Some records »
-.-.-

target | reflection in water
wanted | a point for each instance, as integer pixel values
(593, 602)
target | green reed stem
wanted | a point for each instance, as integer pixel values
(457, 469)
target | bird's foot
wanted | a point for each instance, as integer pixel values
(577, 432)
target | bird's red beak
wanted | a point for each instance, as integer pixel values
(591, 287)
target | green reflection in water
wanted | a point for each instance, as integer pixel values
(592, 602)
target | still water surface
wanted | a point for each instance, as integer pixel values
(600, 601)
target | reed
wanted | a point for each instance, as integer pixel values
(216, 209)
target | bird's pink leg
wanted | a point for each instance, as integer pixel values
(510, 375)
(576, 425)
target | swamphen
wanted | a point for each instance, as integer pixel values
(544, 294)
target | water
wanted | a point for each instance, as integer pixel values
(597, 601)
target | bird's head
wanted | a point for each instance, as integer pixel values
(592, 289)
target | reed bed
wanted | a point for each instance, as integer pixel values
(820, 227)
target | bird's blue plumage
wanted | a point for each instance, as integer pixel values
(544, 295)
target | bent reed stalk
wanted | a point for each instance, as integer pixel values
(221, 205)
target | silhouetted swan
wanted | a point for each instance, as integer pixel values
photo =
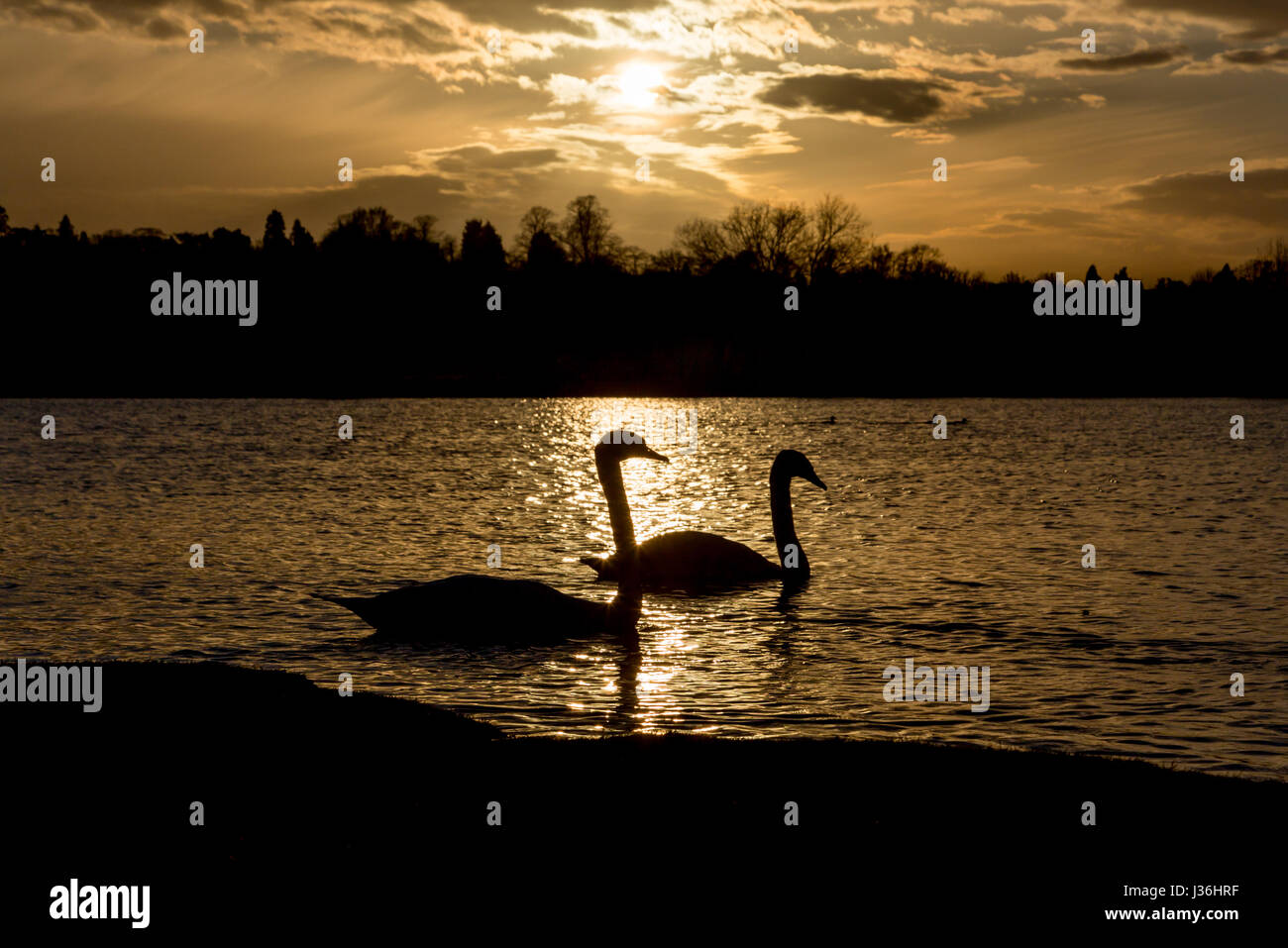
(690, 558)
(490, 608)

-.-.-

Recast all of the items above as a two-column CSV with the header row item_text,answer and one row per item. Put each field in double quotes, replace line breaks with spaces, and leave the pictures out.

Worked solution »
item_text,answer
"target | reflection in water wanted | a point for each instance, as integer pixel values","(593, 602)"
"target | green reed stem wanted | a point for each instance, as integer pixel values","(457, 469)"
"target | bird's foot wanted | a point for each instance, as integer pixel values","(577, 432)"
"target | bird's red beak wanted | a point for each instance, as integer pixel values","(591, 287)"
"target | green reflection in water wanted | a point for each instance, as integer pixel values","(592, 602)"
"target | still water surface wanted | a point for each instance, as integer pixel values","(600, 601)"
"target | reed wanted | a point for each instance, as integer pixel values","(216, 209)"
"target | bird's pink leg wanted | a point for each instance, as integer pixel values","(510, 375) (576, 425)"
"target | swamphen wanted | a point for each instance, as integer pixel values","(544, 294)"
"target | water wanted | a point for each instance, as integer pixel values","(597, 601)"
"target | bird's head wanted | a point for each instance, as integer pixel values","(592, 289)"
"target | reed bed wanted | a point for each instance, as integer pixel values","(820, 227)"
"target | bird's blue plumage wanted | a point for each instance, as integer pixel values","(544, 295)"
"target | bent reed stalk wanted | a point for each instance, as integer pixel values","(221, 205)"
"target | silhouetted swan wanted | a point for each instance, as integer pixel values photo =","(690, 558) (490, 608)"